— BEGIN —

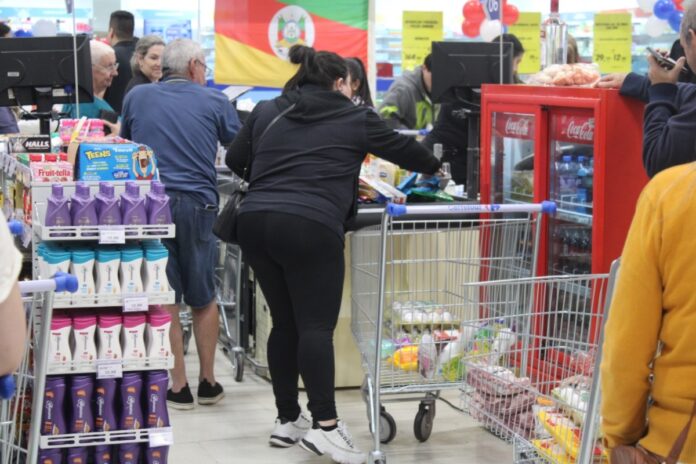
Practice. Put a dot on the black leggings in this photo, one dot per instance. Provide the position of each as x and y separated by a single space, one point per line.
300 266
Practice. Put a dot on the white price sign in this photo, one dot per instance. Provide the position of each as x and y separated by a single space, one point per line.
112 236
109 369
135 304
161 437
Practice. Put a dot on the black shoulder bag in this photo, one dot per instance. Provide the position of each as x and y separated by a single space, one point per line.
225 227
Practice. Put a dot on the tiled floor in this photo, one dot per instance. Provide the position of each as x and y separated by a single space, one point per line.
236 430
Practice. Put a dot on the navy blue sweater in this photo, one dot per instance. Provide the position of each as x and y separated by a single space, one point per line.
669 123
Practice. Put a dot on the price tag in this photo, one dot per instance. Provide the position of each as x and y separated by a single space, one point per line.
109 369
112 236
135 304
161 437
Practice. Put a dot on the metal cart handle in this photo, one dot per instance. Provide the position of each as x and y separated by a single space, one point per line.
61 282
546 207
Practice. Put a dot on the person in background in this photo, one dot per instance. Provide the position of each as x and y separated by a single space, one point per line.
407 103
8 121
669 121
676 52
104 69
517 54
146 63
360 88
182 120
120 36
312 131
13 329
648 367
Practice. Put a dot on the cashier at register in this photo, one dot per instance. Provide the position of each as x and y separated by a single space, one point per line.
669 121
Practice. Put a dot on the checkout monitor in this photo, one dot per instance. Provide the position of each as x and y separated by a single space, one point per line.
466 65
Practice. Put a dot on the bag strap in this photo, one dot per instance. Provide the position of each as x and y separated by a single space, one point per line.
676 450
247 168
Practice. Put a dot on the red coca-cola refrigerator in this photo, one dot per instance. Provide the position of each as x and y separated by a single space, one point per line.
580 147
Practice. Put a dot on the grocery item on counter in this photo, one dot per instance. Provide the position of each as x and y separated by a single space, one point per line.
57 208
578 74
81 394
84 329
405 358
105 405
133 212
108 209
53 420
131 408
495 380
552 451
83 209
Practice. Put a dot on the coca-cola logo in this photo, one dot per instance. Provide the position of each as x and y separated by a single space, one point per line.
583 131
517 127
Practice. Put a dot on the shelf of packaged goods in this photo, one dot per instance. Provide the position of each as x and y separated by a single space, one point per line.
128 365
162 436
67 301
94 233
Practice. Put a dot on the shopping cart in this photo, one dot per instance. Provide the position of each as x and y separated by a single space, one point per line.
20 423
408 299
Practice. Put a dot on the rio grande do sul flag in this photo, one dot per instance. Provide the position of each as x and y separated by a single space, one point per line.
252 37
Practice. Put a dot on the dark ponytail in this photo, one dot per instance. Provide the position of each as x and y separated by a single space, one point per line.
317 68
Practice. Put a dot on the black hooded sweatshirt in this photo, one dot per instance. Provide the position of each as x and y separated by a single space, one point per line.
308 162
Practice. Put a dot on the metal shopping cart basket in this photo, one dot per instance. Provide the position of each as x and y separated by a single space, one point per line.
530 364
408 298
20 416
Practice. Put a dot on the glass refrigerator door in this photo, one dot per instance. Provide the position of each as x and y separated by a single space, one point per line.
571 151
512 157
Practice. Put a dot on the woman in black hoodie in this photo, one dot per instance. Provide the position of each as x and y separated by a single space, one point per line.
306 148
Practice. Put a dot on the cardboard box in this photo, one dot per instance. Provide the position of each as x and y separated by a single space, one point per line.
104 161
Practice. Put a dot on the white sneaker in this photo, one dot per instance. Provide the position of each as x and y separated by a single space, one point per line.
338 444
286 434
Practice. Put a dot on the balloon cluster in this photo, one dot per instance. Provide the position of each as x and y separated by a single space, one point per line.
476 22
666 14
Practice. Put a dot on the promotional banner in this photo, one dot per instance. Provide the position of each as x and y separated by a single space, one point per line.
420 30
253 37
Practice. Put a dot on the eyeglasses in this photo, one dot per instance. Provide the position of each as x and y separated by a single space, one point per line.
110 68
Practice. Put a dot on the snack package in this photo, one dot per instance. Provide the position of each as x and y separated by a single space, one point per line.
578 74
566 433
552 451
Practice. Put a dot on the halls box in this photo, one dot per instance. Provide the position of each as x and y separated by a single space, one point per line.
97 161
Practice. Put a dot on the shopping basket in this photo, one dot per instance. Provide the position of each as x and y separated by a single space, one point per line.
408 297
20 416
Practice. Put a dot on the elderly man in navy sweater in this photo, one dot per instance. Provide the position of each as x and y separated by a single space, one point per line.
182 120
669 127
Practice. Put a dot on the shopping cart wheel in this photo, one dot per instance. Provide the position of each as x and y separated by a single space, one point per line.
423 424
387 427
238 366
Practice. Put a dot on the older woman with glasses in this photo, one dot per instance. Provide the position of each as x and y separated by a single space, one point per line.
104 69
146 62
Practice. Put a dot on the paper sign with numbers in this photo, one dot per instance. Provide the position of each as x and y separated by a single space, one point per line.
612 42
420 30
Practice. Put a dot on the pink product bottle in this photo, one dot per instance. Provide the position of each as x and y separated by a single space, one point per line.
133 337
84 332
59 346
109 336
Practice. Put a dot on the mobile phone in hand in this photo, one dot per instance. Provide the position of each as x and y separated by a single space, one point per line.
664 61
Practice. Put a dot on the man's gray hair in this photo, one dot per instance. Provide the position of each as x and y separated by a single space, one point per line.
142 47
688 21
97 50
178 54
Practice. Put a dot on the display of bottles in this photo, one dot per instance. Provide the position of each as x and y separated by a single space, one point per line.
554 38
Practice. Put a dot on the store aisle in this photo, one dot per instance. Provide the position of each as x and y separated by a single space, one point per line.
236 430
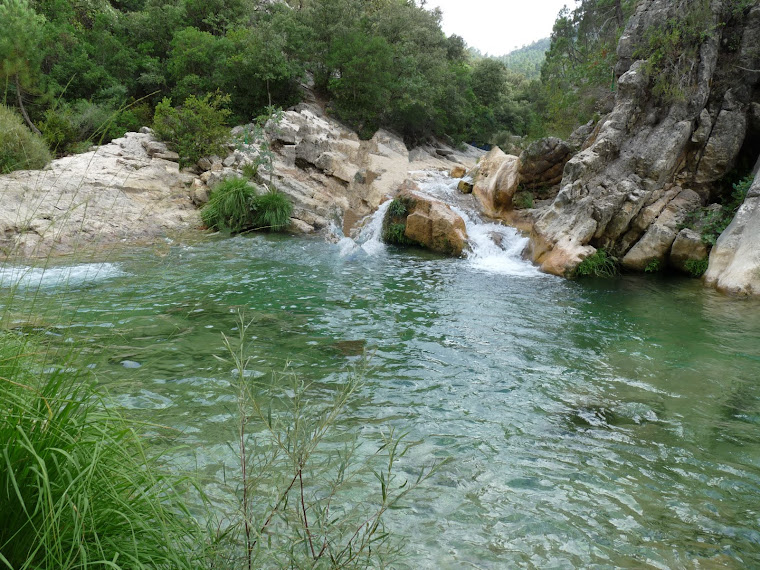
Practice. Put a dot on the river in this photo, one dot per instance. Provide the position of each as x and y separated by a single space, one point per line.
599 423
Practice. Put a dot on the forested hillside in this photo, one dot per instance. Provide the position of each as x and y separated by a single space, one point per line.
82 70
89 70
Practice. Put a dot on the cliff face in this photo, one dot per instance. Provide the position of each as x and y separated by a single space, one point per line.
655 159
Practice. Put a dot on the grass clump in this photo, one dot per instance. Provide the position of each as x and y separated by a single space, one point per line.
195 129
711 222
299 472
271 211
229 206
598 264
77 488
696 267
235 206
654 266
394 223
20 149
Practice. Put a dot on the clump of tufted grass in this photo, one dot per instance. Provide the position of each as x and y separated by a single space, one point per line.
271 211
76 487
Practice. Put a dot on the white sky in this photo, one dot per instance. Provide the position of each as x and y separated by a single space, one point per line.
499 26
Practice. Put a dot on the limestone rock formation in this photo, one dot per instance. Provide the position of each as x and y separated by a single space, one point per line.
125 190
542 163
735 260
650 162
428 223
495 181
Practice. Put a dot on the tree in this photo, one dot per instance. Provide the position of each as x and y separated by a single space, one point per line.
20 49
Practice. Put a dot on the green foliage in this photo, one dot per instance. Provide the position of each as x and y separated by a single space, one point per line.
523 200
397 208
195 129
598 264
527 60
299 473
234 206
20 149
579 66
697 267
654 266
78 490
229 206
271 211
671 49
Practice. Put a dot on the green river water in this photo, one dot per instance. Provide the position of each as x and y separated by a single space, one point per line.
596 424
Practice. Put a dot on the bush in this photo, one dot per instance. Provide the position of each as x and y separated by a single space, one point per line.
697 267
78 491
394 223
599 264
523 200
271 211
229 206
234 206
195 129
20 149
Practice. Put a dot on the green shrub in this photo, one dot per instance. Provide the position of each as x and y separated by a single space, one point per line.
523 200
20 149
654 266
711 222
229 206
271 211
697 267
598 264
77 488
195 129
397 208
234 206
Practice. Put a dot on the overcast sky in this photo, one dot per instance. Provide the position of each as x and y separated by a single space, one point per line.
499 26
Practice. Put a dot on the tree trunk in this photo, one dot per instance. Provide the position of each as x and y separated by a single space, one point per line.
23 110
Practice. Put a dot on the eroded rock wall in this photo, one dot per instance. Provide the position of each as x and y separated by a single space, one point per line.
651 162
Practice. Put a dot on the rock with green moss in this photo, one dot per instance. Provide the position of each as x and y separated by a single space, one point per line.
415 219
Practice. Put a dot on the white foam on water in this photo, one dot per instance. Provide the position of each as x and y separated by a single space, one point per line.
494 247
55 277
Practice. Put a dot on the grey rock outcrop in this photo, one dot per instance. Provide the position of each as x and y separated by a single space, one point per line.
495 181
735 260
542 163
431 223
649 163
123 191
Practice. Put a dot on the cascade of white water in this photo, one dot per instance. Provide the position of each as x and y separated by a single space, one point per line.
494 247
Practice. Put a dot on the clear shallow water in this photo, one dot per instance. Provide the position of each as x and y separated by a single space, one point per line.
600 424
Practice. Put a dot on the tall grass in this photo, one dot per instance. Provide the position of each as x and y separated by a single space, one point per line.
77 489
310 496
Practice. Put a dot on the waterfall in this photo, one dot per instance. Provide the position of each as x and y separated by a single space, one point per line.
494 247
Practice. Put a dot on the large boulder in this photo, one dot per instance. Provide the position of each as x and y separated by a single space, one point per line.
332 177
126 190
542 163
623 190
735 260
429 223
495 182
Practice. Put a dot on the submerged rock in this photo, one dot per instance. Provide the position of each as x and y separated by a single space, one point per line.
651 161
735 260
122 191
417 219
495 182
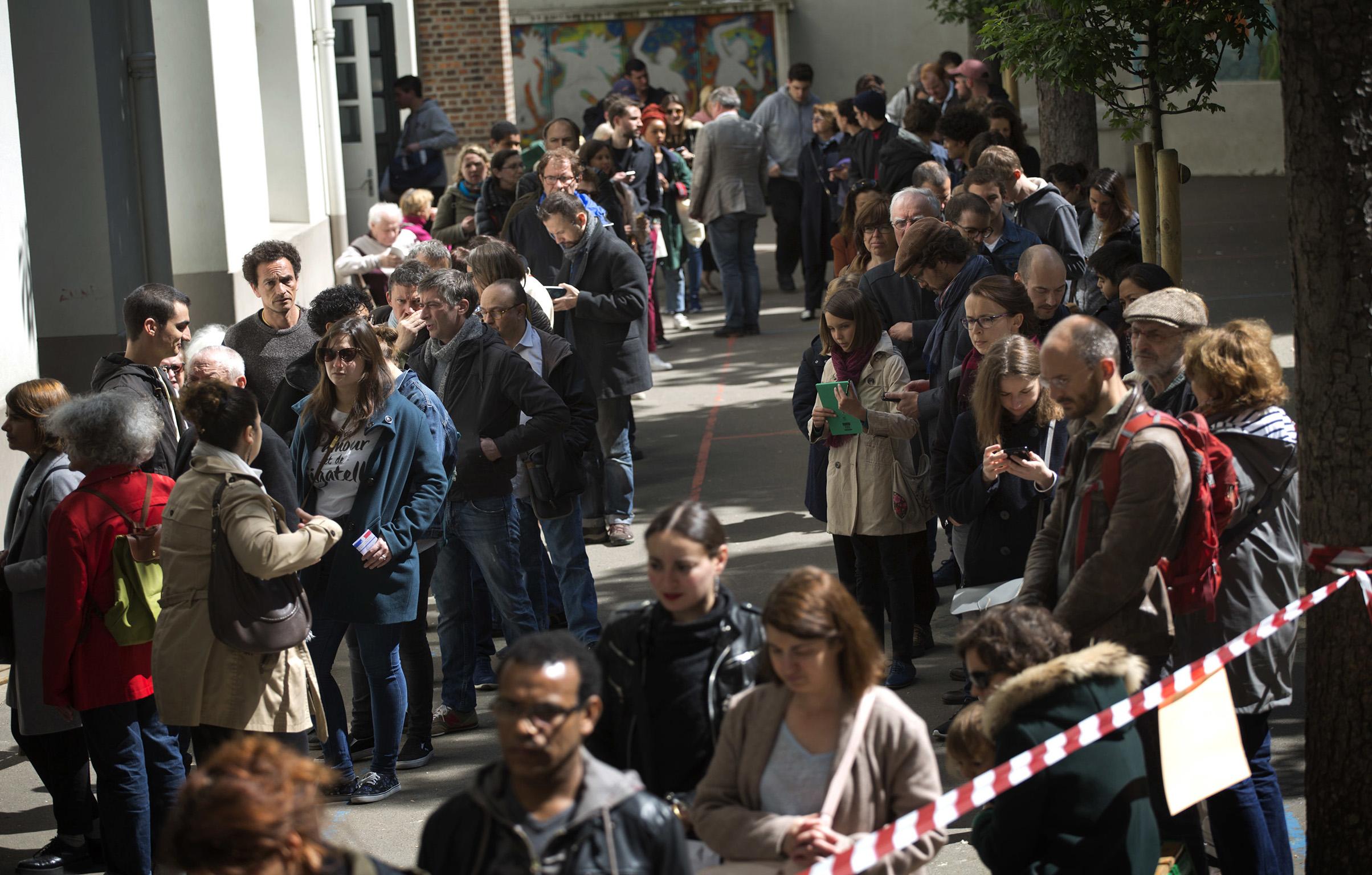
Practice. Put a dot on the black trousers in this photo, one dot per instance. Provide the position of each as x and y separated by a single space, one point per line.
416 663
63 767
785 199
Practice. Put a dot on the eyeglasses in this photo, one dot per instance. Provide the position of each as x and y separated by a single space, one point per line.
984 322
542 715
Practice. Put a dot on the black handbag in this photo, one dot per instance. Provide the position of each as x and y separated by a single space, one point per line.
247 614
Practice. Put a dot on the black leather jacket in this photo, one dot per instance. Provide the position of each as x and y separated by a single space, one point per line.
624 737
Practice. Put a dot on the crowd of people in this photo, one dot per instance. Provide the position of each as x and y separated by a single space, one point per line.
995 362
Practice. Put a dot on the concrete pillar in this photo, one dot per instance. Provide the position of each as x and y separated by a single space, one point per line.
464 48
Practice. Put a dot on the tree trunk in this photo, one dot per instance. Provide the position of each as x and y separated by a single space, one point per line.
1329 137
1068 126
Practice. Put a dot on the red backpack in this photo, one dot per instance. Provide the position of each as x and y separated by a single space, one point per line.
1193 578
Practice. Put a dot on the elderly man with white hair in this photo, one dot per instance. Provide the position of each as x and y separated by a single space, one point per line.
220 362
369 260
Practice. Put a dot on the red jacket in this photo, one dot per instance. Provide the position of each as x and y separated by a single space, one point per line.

— END —

» Given problem
Write out again the items from the line with "Practice. Put a dot on the elderly man with" through the end of the items, swapping "Practice" for "Exercise" and keeping everything else the same.

» Reply
Exercise. Put a dot on the elderly man with white hair in this photo, one dot per instance. Provide the position of each as x and y separated by a single space, one point per line.
220 362
369 260
Exercise. Put a dot on the red jacket in this photo, one dot per instance. Provide the position of each as x and y separated by a single space, one point per line.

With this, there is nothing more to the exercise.